- [About this task]: A faithful, word-for-word copy of the records is required, and it must contain no pictures.

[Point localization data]
_____
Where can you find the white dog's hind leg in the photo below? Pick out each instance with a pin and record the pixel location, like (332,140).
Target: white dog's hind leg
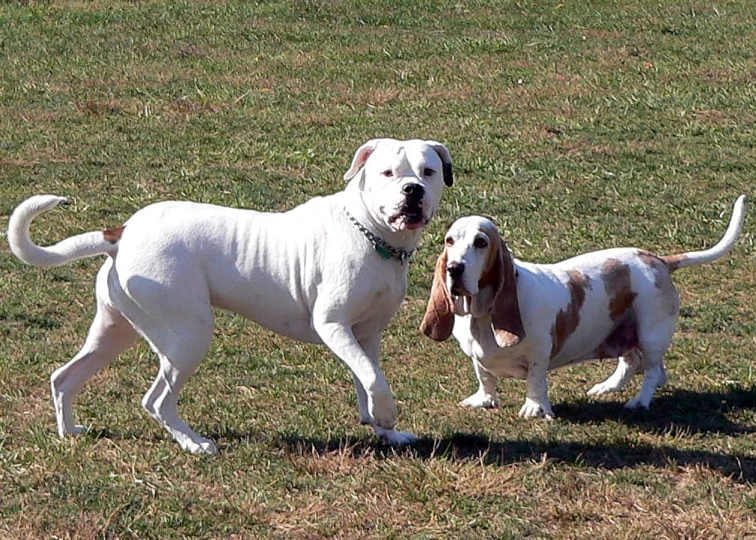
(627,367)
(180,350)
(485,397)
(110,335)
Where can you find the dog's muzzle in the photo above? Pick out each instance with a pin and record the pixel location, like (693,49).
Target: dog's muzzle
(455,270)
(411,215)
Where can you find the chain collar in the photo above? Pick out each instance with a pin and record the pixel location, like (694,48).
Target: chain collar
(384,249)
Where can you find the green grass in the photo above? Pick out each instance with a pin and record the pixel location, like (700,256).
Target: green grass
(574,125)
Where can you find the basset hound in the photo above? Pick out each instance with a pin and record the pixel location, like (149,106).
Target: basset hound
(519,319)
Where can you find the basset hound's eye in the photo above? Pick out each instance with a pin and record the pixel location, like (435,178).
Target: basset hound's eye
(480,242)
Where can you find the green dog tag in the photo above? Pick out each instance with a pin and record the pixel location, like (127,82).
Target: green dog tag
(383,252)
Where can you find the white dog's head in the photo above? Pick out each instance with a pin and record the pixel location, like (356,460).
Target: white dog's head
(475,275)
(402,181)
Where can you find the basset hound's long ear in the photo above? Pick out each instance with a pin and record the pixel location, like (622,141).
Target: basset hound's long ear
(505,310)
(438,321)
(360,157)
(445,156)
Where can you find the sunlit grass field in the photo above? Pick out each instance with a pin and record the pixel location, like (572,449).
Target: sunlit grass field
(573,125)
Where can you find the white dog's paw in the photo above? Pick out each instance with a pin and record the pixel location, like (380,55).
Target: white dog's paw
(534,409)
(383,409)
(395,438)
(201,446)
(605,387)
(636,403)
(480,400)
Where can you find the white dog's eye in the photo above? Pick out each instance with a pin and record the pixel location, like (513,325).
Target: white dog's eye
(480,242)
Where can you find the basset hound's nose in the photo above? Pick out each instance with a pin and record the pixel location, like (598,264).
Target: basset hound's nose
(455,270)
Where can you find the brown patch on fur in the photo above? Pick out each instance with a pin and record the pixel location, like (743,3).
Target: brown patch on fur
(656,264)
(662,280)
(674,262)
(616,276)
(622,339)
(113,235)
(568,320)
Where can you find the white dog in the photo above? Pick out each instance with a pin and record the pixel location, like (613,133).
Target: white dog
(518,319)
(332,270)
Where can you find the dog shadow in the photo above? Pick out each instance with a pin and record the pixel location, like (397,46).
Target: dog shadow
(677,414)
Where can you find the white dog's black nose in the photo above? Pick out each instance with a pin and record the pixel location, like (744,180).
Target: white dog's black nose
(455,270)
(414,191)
_____
- [Result]:
Where can you find the white dog's hind leg in the photo below? Pick out each instance with a pin and record the pixel location, like (332,140).
Target: white dog's hind leg
(627,367)
(180,350)
(485,397)
(110,335)
Where can you find the dog's muzzle in the photo above? Pick out each instance with a pin and record the pixel location, like (693,49).
Target: dog's muzzle
(455,270)
(411,215)
Where can you find the chain collar in the photo above? Pick out each instance with a pin and record the pixel location, like (694,48).
Target: chain collar
(384,249)
Where can you find the green grass in the photo above? Pick out each instance with a pin and record the pixel location, like (700,256).
Target: green grass
(574,125)
Where can you find the basset hound in the photo above? Pick out each instance with a pin and record the pixel location, like (149,106).
Target: basset hound
(519,319)
Where can you find the basset hound's eye in the photo above? Pick out each instance with a pin and record the pixel location, like (435,178).
Target: basset hound's eye
(480,242)
Where can you find the green dog tag in the photo above? Pick out each instance with a pin and record the pixel location, like (127,82).
Target: green dog tag
(383,252)
Where can you find the white dog's head in the photo above? Pick out each instance with a pin and record the pixel location, like (356,460).
Target: white dog's head
(475,275)
(402,181)
Where can you find the basset hound's long ear in the photo above? Pick out each instance with a pin and record the pixel location, like (622,141).
Target: basset hound's long ear
(505,310)
(438,321)
(360,157)
(445,156)
Where can you find the sunlit grass field in the photo above? Pick out each instance with a pin and record the pixel location, like (572,449).
Target: sunlit grass field
(573,125)
Where can you find the white dog's paw in the photo above? Pick out each instance with a pin and record the pixel location, like (380,55).
Target: white dog's paw
(534,409)
(383,409)
(395,438)
(201,446)
(605,387)
(636,403)
(480,400)
Where can you find the white dog's eye in the photo above? Pick out each instance with a pin and record the pixel location, like (513,325).
Target: white dog's eye
(480,242)
Where can you find the basset hound's nose in the photo above? Pick out each instance with a pin and record the pixel location, like (598,264).
Target: basset hound's nose
(455,270)
Where can you find the brown patch on fur in the photo above? Pick out each instance with a pin and record the pixel location, like (743,3).
Target: brown patch on fur
(656,264)
(662,280)
(674,262)
(616,276)
(622,339)
(113,235)
(568,320)
Where can you find the white dog in the photo above? Pick out each instance with a pin and record the pixel location, like (613,133).
Target: white dog
(518,319)
(332,270)
Where can you find the dog shadow in the photo above? Pick out each instance with a pin and record the pixel location, like (397,46).
Target: dog shadow
(677,414)
Where can you find the white dog's black nose in the photo above? Pick out each instance with a pin and record the pixel location, like (744,180).
Target: white dog's black nose
(455,270)
(414,191)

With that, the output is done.